- EXERCISE DESCRIPTION -
Select every line in the data below that contains the word "vaulted" and copy each one in full.
★ ★ ★ ★ ★
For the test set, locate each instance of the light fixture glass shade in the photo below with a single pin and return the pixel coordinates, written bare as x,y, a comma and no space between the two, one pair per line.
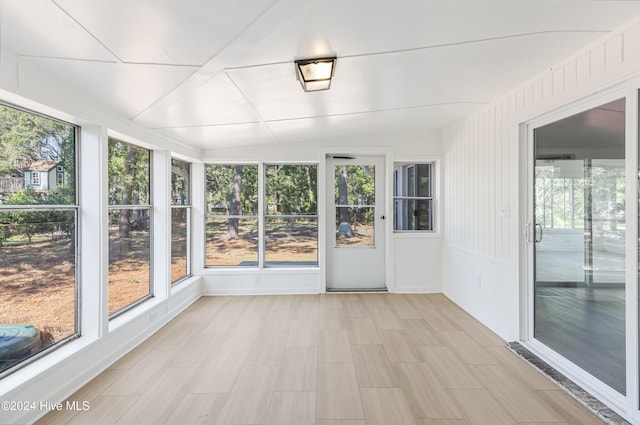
315,74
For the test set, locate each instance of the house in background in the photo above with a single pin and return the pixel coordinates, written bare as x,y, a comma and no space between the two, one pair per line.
44,175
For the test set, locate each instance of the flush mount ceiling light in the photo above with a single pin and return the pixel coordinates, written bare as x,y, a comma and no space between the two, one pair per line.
315,74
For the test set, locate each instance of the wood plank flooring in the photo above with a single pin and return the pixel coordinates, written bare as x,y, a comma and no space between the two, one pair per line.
335,359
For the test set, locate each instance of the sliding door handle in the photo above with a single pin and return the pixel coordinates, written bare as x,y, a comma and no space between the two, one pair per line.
538,232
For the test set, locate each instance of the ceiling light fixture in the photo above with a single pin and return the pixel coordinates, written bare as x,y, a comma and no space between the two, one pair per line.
315,74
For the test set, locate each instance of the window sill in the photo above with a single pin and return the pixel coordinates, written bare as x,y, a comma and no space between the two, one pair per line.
257,270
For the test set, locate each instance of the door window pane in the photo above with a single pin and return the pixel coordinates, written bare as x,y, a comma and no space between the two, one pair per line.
579,304
355,226
355,205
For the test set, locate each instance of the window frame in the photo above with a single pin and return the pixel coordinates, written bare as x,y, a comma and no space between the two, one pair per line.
76,240
400,184
149,208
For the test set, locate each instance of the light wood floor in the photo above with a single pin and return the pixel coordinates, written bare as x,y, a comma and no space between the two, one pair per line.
350,359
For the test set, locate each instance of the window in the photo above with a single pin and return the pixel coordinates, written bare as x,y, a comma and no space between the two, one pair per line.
180,219
232,215
38,242
129,225
413,200
291,215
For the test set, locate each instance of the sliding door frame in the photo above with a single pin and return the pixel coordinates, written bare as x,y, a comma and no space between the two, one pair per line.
627,405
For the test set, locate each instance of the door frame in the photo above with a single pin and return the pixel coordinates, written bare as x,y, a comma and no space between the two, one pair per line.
325,221
628,404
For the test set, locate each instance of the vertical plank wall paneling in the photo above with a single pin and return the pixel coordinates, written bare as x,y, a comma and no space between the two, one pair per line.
481,175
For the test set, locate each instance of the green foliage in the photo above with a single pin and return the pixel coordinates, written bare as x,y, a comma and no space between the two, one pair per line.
180,177
220,191
562,202
25,138
360,184
291,189
129,173
35,222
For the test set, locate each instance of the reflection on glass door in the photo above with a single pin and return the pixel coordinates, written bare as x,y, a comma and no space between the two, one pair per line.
579,254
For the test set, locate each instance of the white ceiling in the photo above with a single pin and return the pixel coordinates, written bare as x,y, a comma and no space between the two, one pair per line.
219,73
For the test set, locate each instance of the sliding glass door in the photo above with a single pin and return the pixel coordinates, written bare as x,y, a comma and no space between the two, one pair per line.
579,247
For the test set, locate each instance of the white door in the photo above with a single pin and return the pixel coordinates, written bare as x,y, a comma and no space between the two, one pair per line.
355,228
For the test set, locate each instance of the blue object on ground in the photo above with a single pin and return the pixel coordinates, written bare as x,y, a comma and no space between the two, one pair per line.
17,341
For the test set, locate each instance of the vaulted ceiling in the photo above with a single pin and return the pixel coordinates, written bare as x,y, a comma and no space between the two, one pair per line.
220,73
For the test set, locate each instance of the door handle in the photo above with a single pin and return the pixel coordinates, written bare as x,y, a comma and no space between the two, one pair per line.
538,226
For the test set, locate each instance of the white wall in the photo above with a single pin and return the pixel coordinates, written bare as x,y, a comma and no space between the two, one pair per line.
414,262
60,372
481,157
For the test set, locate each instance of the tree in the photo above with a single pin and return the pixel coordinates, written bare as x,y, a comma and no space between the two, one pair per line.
129,171
235,202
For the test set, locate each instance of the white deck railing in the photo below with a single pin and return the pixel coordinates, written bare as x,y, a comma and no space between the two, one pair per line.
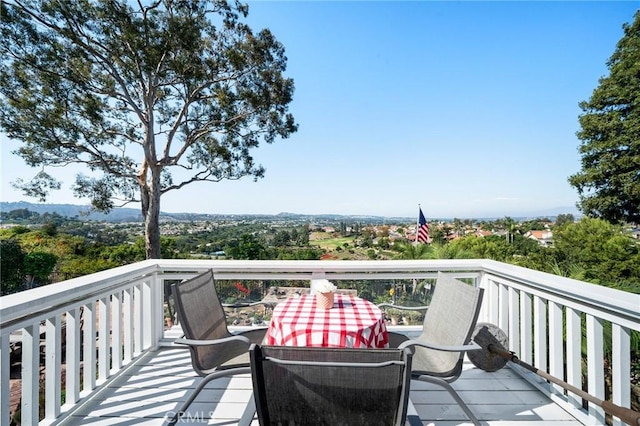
123,315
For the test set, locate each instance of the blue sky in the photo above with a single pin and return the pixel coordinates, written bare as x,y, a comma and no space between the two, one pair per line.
468,108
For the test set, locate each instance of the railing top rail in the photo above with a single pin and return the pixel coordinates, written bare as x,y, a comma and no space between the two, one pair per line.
48,298
587,295
52,296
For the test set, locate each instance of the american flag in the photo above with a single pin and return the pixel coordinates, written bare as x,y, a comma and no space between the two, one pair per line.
423,228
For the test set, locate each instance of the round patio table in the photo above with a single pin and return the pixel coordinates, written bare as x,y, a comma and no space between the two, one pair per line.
352,323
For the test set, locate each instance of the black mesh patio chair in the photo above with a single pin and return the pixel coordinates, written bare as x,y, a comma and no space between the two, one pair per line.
330,386
215,352
449,322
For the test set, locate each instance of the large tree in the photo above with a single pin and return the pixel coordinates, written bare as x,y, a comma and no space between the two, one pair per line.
134,90
609,182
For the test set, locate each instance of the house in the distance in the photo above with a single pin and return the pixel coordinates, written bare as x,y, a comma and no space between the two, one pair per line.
544,238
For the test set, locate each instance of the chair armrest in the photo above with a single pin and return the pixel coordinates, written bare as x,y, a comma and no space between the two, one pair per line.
404,308
473,346
194,342
246,304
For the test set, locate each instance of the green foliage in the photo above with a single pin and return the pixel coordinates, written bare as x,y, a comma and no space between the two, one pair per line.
608,184
247,247
136,90
599,249
39,265
11,266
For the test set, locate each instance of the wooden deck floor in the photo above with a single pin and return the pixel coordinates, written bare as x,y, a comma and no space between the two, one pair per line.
156,384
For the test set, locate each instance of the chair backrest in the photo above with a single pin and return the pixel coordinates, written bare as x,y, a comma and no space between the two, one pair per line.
202,317
449,321
330,386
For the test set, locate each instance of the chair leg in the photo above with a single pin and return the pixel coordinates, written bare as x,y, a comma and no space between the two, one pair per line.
205,380
453,393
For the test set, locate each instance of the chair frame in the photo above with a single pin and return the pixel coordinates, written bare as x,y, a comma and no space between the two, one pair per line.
443,378
315,359
233,348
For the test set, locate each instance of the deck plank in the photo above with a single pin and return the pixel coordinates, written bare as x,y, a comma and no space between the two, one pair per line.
160,381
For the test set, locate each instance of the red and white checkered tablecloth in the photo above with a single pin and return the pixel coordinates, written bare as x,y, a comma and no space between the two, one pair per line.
351,323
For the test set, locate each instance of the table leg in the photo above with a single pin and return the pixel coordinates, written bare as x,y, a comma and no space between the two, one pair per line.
249,412
413,419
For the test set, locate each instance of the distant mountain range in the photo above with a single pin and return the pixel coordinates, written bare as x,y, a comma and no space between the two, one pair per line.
134,215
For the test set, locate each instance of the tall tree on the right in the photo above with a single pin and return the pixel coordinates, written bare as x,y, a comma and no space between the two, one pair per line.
609,182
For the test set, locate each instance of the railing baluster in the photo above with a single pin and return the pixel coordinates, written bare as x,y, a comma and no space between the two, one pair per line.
89,348
595,365
526,328
52,370
540,331
5,377
556,356
116,331
621,374
514,321
30,374
127,319
104,338
137,319
72,381
574,354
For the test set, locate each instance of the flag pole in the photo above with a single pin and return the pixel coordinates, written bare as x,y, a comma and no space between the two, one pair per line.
417,225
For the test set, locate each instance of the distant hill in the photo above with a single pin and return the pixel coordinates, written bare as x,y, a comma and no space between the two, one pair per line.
134,215
72,211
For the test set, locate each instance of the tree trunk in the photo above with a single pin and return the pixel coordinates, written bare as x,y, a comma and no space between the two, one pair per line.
151,213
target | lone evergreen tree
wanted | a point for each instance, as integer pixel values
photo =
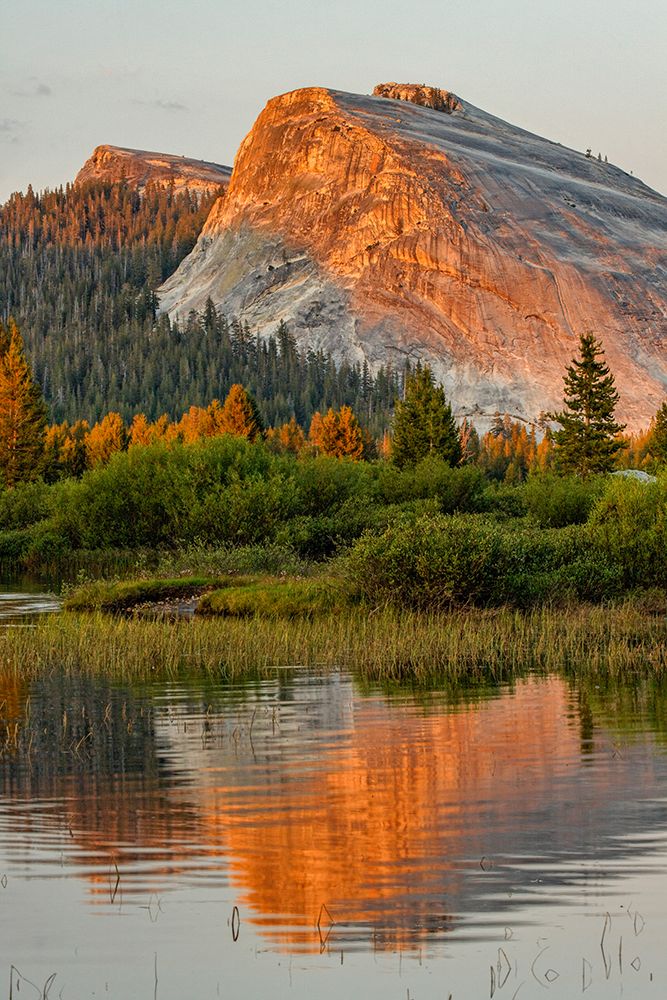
★ ★ ★ ★ ★
- SOLVED EXERCISE -
For the test set, locate each instance of the vaulted ceiling in the photo above with a single pin and return the pixel coordinates, written bare as x,y, a comma and no space between the two, one pair per line.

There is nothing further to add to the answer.